• _What is required_
Count the lines in the listing below that contain the string "query", and reply with only that number.

[Rows from an object pointing dataset]
□ □ □ □ □ □ □

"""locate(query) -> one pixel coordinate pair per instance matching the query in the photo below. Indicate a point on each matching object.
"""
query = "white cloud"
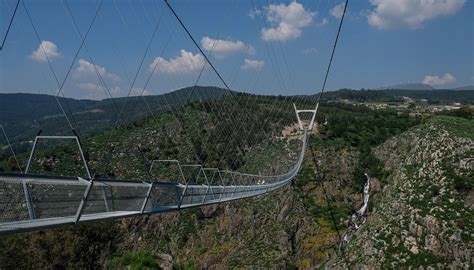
(252, 64)
(223, 48)
(435, 80)
(288, 21)
(87, 70)
(337, 10)
(90, 86)
(46, 50)
(311, 51)
(389, 14)
(184, 63)
(323, 22)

□ □ □ □ □ □ □

• _The reply_
2